One of the most promising and potent remedies against this plague comes in the
form of personalization. Personalization
aims to customize the interactions on a website depending on the user’s
explicit and/or implicit interests and desires.
BACKGROUND
The Birth of Personalization: No Longer an Option, But
a Necessity
The move from traditional physical stores of products or information (such as
grocery stores or libraries) to virtual stores of products or information (such
as e-commerce sites and digital libraries) has practically
eliminated physical constraints traditionally limiting the number and variety
of products in a typical inventory. Unfortunately, the move from the physical
to the virtual space has drastically limited the traditional three dimensional layout of products for which access is further facilitated
thanks to the sales representative or librarian who know their products and their customers, to a dismal planar
interface without the sales
representative or librarian. As a result, the customers are drowned by the huge
number of options, most of which they may never even get to know. In the late
90’s, Jeff Bezos, CEO of Amazonä once
said, “If I have 3 million customers on
the Web, I should have 3 million stores on the Web” (Schafer et
al., 1999). Hence, in
both the e-commerce sector and digital libraries, Web personalization has
become more of a necessity than an option. Personalization can be used to achieve several
goals, ranging from increasing customer loyalty on e-commerce sites (Schafer et
al., 1999) to enabling
better search (Joachims T.,
2002).

▶ _Dataset rows_:
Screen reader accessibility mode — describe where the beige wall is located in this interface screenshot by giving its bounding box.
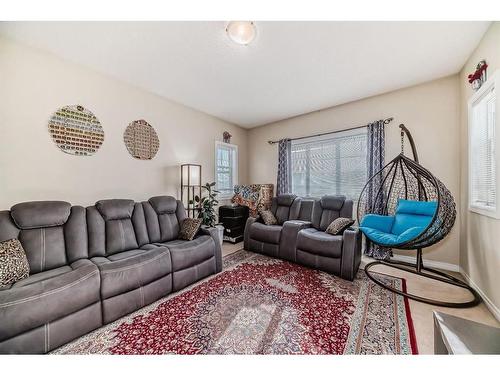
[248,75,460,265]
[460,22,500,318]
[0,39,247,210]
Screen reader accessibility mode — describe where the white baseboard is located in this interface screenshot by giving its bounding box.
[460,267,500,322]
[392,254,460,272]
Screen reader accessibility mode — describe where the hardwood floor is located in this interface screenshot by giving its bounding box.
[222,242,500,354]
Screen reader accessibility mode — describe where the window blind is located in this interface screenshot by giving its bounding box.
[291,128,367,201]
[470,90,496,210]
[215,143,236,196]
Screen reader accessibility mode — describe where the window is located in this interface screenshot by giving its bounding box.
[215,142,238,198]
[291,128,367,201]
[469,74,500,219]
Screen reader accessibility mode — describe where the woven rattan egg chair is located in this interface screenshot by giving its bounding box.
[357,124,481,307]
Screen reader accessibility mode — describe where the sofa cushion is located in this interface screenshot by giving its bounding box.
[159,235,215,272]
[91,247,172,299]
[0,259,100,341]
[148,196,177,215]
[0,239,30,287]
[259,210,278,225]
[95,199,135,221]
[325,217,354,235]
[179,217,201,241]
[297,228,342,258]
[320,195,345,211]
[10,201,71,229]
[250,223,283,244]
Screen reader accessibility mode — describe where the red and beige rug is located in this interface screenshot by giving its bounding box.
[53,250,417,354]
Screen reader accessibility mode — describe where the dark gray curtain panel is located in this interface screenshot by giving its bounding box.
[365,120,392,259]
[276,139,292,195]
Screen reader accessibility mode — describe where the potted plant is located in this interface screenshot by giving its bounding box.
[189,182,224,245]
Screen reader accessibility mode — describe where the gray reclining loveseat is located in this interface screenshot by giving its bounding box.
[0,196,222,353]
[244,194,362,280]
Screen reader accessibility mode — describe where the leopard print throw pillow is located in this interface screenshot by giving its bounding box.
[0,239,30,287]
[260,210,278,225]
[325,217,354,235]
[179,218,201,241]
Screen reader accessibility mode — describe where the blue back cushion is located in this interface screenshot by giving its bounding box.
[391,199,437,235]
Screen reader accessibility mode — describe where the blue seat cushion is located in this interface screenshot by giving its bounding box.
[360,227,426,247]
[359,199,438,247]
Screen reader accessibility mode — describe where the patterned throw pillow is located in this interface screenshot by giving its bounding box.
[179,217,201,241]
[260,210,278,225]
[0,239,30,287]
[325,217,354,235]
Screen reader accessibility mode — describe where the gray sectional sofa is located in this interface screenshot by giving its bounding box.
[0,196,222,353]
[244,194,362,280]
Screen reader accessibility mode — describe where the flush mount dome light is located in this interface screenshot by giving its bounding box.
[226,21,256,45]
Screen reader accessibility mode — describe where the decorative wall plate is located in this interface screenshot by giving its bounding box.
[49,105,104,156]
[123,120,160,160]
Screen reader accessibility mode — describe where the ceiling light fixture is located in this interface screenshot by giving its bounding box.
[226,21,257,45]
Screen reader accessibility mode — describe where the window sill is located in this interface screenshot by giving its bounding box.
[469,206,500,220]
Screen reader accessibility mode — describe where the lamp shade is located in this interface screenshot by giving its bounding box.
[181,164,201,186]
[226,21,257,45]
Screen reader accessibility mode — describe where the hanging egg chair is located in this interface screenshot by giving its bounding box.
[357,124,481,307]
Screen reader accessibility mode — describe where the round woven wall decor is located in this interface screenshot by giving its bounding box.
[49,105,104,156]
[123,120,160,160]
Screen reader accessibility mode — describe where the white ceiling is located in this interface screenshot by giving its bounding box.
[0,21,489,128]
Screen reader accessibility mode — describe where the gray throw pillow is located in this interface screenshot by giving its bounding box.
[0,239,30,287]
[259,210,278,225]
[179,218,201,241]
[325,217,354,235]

--

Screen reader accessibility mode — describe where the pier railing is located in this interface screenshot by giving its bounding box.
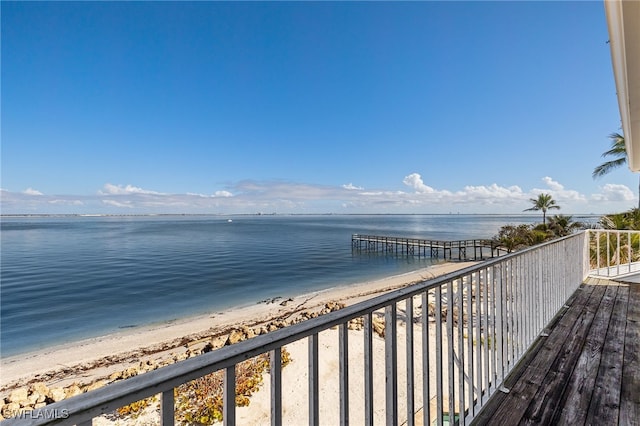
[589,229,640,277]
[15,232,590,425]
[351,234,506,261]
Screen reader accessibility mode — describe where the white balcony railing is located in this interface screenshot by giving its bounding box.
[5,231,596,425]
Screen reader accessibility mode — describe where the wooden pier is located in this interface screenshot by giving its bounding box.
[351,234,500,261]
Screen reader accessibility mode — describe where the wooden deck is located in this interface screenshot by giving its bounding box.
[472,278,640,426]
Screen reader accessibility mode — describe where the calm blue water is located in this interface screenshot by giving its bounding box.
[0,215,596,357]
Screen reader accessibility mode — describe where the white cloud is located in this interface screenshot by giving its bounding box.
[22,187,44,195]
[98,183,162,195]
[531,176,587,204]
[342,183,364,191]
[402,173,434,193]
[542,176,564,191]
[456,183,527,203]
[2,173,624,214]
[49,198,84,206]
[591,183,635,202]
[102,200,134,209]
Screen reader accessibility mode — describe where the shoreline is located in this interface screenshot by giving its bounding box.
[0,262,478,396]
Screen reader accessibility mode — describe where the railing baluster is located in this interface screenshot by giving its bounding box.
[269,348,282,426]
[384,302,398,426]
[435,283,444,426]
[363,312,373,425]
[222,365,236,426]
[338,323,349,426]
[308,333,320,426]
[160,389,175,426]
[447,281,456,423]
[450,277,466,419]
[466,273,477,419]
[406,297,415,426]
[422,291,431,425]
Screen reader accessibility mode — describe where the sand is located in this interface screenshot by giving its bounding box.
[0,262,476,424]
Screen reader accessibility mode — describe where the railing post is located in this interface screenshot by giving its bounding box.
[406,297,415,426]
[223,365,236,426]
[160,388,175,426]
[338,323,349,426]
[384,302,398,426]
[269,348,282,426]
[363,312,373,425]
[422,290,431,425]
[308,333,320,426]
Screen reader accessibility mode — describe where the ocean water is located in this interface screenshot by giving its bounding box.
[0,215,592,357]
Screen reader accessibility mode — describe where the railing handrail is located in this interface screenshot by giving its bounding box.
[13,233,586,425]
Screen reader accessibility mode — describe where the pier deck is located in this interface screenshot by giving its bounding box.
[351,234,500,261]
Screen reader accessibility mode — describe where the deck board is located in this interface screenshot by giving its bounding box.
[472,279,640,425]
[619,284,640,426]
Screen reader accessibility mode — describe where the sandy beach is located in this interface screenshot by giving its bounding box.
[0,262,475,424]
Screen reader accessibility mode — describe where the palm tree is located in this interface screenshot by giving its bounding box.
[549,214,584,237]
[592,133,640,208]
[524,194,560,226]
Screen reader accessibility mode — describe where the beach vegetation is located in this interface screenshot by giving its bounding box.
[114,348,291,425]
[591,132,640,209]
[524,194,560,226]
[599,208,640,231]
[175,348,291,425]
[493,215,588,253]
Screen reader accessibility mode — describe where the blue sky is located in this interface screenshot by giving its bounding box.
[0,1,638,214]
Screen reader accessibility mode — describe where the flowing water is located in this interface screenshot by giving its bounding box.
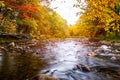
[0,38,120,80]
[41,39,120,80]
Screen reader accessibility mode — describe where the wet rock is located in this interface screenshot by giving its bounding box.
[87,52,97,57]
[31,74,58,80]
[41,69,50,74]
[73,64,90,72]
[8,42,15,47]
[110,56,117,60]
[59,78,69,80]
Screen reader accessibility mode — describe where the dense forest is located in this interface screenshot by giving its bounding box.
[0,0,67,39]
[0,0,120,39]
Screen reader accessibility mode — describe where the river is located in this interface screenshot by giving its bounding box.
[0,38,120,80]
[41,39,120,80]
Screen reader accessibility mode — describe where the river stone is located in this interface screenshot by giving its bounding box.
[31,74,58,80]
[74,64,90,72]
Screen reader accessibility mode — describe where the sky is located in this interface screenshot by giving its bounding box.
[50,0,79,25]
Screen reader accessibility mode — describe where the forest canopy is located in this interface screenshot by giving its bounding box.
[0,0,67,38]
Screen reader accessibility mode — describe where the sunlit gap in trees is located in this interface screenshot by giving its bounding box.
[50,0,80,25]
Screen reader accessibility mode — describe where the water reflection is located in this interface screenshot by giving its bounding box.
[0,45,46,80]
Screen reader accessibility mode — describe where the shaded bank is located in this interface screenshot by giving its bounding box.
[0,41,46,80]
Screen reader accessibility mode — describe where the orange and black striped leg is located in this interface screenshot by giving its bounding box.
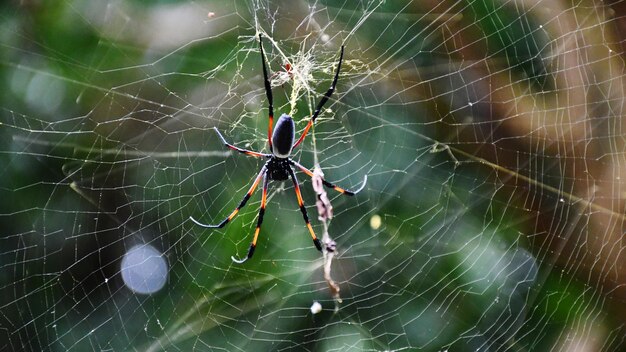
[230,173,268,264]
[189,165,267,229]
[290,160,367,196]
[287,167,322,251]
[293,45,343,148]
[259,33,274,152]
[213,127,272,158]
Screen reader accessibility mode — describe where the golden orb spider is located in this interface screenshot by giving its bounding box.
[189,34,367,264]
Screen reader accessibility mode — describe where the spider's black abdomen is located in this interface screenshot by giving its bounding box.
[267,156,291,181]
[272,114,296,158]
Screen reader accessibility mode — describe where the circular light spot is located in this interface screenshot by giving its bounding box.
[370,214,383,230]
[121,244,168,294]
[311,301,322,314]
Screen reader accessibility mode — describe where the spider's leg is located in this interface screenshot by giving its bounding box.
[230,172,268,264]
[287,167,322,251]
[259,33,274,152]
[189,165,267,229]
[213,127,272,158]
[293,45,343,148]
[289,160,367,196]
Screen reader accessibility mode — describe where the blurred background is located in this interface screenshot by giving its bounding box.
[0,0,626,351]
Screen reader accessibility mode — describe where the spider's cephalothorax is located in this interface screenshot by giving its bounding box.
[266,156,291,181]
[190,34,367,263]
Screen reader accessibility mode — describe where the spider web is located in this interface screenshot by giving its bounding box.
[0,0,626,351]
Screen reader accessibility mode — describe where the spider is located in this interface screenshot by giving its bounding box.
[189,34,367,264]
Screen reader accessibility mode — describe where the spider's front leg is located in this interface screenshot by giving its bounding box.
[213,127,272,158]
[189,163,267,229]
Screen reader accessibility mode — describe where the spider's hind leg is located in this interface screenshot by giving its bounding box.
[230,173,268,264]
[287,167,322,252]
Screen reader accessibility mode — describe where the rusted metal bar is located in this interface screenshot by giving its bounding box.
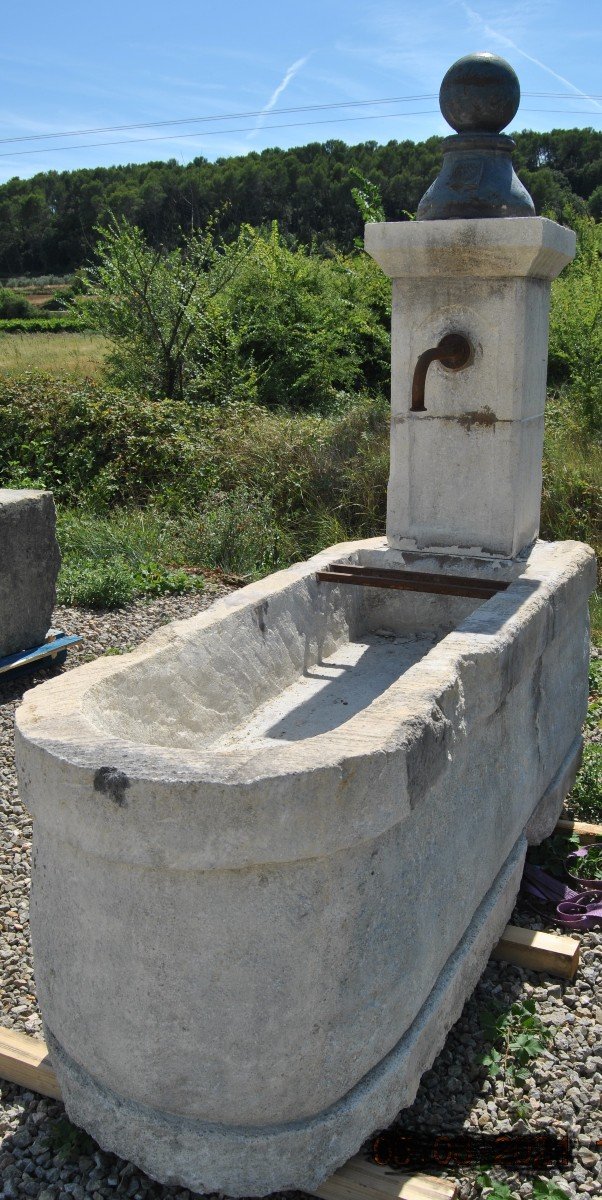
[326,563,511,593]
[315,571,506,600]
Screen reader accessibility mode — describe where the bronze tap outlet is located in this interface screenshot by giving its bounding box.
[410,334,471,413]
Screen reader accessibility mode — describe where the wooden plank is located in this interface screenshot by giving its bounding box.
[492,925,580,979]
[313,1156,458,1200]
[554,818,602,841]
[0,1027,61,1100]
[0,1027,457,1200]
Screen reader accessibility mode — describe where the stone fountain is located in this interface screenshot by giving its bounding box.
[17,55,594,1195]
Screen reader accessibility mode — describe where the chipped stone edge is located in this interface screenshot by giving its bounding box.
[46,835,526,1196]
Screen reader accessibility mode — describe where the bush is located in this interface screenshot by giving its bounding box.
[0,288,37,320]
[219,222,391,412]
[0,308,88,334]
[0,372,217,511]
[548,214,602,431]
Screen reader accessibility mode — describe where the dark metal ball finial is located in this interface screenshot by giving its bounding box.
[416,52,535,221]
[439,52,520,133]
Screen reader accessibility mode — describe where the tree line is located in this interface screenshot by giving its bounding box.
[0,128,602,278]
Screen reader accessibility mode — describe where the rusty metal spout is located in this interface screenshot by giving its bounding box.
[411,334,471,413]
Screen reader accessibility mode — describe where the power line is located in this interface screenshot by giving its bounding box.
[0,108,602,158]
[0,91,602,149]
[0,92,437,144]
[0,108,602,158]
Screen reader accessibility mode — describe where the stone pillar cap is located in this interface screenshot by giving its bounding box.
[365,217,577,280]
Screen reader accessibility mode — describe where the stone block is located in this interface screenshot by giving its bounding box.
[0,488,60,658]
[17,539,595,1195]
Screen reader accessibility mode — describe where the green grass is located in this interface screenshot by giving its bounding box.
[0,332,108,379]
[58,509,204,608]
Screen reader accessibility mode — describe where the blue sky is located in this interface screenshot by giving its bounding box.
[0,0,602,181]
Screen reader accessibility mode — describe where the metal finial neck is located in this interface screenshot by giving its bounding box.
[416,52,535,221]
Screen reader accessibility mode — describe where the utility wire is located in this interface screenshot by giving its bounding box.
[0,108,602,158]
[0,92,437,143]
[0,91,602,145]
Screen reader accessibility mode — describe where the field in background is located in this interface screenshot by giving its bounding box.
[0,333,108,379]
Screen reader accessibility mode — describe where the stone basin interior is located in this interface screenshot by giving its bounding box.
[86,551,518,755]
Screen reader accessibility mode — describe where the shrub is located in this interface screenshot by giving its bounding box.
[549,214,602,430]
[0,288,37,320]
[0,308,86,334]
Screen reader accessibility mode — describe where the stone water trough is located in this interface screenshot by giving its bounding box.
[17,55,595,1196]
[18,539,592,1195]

---

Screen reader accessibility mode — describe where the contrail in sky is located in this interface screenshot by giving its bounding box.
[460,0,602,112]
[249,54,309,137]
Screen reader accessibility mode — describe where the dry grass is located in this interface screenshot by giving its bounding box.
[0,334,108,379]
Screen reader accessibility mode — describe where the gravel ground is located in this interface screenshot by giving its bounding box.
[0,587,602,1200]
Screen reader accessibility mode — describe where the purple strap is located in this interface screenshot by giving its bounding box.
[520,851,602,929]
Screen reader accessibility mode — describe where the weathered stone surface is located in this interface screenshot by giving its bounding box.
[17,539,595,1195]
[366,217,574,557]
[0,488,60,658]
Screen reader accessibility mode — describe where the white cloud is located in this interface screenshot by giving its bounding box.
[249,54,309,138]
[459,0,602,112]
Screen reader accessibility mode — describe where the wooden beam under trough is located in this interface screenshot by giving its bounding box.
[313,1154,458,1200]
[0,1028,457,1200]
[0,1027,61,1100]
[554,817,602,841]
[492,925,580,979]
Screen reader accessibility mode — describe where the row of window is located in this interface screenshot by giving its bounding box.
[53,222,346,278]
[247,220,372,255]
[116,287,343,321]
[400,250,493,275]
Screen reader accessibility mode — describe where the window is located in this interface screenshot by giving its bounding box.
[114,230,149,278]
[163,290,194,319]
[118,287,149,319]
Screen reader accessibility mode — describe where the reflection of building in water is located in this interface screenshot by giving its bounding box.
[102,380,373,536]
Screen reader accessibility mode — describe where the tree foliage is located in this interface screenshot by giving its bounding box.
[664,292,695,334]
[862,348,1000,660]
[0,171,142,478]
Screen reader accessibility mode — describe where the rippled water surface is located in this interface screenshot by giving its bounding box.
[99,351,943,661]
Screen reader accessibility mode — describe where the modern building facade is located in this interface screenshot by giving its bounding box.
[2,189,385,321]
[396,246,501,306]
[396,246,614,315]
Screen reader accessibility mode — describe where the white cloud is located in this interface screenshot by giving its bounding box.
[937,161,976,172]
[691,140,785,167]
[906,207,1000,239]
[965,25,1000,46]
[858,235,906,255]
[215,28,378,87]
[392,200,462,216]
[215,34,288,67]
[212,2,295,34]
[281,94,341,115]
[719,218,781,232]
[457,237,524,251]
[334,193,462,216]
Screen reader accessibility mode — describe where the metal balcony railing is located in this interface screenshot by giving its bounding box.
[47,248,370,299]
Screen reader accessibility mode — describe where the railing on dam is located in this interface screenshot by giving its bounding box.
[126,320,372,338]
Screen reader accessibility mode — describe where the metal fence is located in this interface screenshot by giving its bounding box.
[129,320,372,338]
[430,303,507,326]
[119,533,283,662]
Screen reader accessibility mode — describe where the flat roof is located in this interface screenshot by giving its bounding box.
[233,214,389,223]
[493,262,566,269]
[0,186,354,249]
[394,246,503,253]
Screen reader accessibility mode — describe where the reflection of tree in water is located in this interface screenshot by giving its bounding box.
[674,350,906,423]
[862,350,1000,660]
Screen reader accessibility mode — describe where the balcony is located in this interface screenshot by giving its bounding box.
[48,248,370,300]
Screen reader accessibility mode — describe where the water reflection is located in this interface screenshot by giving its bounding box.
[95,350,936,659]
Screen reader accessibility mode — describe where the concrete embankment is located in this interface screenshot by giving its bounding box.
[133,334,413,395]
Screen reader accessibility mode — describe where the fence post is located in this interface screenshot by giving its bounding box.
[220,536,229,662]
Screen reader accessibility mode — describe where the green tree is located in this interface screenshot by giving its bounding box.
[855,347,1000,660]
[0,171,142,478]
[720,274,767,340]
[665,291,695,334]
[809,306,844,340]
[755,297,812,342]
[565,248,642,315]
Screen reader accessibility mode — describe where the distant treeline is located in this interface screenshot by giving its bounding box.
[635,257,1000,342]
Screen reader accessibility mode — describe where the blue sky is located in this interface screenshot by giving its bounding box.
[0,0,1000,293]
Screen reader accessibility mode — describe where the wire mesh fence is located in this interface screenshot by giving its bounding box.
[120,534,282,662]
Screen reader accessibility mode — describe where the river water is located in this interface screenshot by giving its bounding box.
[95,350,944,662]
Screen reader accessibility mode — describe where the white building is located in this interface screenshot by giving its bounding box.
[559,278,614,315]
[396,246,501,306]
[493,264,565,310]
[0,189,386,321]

▶ _Exercise prompt_: Can you continue the passage on web personalization, picking up after its last sentence?

▶ _Reply_:
Table
1: Possible Goals of Web
Personalization ·
Converting browsers into buyers ·
Improving web
site design and usability ·
Improving customer retention and loyalty ·
Increasing cross-sell by recommending items related
to the ones being considered ·
Helping visitors to quickly find relevant
information on a website ·
Making results of information retrieval/search more
aware of the context and user interests
Modes of Personalization
Personalization falls into four basic
categories, ordered from the simplest to the most advanced:
(1) Memorization – In this simplest and most
widespread form of personalization, user information such as name and browsing
history is stored (e.g. using cookies),
to be later used to recognize and greet the returning user. It is usually
implemented on the Web server. This mode depends more on Web technology than on
any kind of adaptive or intelligent learning. It can also jeopardize user
privacy.
(2) Customization – This form of
personalization takes as input a user’s preferences from registration forms in
order to customize the content and structure of a web page. This process tends
to be static and manual or at best semi-automatic. It is usually implemented on
the Web server. Typical examples include personalized web portals such as My
Yahoo!ä.
(3) Guidance or Recommender Systems – A
guidance based system tries to automatically
recommend hyperlinks that are deemed to be relevant to the user’s interests, in
order to facilitate access to the needed information on a large website (Schafer et al., 1999; Mobasher et al., 2000; Nasraoui et
al., 2002). It is
usually implemented on the Web server, and relies on data that reflects the
user’s interest implicitly (browsing
history as recorded in Web server logs) or explicitly
(user profile as entered through a
registration form or questionnaire). This approach will form the focus of our
overview of Web personalization.
(4) Task Performance Support – In these
client-side personalization systems, a personal assistant executes actions on
behalf of the user, in order to facilitate access to relevant information. This
approach requires heavy involvement on the part of the user, including access,
installation, and maintenance of the personal assistant software. It also has
very limited scope in the sense that it cannot use information about other
users with similar interests.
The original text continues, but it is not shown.